Task details :: Convert the items below, from the first line up to and including the line with "pixel 510 257", into a JSON list of strings with one string per line, leaving out any blank lines.

Data provided ::
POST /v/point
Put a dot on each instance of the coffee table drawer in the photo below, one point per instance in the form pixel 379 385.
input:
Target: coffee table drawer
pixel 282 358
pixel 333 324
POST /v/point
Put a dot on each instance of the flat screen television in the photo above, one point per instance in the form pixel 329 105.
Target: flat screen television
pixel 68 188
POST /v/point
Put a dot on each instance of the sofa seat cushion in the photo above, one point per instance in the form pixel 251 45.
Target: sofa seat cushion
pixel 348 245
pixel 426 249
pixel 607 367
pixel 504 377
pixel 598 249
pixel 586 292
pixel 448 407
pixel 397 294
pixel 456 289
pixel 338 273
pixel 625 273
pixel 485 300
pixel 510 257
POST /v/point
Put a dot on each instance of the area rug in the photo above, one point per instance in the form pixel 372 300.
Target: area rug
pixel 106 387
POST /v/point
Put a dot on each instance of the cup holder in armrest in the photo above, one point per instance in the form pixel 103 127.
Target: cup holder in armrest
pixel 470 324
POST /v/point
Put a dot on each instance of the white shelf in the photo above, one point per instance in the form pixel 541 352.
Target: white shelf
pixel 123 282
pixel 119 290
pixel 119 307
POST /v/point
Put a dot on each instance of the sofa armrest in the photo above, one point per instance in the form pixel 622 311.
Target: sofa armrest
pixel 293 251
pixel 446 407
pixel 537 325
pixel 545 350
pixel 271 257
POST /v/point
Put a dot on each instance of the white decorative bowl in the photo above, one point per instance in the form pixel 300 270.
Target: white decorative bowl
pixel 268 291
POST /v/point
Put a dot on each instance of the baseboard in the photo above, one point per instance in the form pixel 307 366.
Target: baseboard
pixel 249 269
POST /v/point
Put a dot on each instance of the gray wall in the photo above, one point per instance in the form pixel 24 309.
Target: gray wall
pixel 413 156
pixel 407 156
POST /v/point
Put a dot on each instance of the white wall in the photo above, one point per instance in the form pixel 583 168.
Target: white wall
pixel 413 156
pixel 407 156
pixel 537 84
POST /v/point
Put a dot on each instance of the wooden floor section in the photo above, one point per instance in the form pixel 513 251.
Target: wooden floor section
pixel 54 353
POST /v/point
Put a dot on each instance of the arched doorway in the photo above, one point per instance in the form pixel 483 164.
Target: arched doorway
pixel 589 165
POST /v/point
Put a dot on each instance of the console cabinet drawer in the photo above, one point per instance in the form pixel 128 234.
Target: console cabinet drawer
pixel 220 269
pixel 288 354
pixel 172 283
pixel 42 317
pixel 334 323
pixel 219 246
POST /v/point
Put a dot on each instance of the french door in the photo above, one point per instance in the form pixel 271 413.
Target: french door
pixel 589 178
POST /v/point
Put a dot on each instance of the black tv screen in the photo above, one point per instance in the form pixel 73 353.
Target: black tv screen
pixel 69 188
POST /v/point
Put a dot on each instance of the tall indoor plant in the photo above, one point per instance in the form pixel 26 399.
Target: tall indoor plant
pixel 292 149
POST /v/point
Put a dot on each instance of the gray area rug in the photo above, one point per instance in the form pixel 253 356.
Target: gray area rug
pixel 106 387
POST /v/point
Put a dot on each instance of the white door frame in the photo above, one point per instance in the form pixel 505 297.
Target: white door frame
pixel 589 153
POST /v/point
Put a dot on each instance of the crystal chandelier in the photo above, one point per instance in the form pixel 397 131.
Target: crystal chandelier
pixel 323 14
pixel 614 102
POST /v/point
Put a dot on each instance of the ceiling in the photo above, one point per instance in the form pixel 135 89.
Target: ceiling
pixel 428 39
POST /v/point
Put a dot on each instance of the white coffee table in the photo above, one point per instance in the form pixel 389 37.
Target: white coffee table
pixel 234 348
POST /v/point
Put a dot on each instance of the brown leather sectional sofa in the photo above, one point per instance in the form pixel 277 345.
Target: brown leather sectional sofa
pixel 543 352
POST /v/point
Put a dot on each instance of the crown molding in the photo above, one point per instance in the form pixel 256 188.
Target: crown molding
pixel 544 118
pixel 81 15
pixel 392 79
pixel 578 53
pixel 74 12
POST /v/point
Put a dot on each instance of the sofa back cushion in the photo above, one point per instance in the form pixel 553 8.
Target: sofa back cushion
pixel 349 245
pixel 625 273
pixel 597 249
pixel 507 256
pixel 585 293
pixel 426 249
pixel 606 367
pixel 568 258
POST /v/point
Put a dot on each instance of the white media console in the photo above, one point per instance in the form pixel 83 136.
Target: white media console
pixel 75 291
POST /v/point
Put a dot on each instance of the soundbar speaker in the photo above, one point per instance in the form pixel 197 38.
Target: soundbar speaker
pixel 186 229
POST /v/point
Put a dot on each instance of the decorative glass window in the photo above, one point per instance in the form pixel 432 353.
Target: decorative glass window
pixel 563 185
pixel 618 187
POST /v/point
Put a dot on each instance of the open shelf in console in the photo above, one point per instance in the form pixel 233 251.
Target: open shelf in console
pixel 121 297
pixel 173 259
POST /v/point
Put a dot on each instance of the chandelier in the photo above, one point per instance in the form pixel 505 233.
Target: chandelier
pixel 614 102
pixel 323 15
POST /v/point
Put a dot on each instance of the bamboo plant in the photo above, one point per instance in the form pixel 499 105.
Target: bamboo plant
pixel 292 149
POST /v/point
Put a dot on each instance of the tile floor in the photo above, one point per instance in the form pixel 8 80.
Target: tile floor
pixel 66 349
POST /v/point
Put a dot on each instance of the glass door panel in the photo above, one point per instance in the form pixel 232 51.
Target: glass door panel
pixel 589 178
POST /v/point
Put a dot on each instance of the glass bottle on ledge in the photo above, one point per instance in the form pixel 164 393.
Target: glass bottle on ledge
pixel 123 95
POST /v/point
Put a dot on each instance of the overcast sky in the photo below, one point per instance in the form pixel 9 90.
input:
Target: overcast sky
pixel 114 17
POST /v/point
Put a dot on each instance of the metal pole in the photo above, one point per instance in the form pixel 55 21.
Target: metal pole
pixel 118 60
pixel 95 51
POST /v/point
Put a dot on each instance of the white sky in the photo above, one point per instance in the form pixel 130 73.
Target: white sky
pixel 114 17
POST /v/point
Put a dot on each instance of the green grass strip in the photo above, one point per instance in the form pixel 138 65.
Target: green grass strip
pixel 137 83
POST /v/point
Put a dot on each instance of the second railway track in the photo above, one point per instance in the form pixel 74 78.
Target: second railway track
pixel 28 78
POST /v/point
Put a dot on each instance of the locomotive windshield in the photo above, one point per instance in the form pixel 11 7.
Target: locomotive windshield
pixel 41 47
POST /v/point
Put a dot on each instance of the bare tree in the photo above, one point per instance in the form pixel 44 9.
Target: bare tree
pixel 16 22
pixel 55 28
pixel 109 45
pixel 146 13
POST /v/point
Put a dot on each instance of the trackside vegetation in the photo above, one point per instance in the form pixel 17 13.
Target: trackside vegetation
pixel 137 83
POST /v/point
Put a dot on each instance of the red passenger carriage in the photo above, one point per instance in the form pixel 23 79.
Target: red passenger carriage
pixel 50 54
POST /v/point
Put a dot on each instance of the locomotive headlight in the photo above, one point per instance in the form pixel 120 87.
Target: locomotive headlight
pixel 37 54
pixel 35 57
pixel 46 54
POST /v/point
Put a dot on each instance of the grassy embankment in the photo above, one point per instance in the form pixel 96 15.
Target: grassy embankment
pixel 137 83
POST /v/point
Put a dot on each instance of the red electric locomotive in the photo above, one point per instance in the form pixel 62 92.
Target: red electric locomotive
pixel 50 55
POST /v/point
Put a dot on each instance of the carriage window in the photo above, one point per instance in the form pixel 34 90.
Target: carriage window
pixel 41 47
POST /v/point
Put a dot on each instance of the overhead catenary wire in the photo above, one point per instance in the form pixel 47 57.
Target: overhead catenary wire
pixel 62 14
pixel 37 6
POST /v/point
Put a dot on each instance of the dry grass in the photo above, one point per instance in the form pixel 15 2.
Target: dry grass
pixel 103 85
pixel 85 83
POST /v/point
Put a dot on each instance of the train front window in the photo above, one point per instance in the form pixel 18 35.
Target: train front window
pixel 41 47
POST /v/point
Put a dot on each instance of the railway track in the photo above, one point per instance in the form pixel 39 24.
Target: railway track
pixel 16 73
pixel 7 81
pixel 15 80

Written answer ::
[
  "POST /v/point",
  "Put a dot on each instance of the coffee table drawer in the photo below, one point per instance in the form pixel 379 385.",
  "input:",
  "Target: coffee table drawer",
  "pixel 282 358",
  "pixel 333 324",
  "POST /v/point",
  "Put a dot on each instance of the flat screen television in the photo above, one point per instance in the form pixel 329 105.",
  "Target: flat screen television",
  "pixel 68 188",
  "POST /v/point",
  "Put a dot on each instance of the sofa seat cushion in the photo above, one point per instance in the form pixel 251 45.",
  "Target: sofa seat cushion",
  "pixel 348 245",
  "pixel 426 249",
  "pixel 607 367",
  "pixel 504 377",
  "pixel 598 249",
  "pixel 586 292",
  "pixel 448 407",
  "pixel 397 294",
  "pixel 456 289",
  "pixel 338 273",
  "pixel 625 273",
  "pixel 485 300",
  "pixel 510 257"
]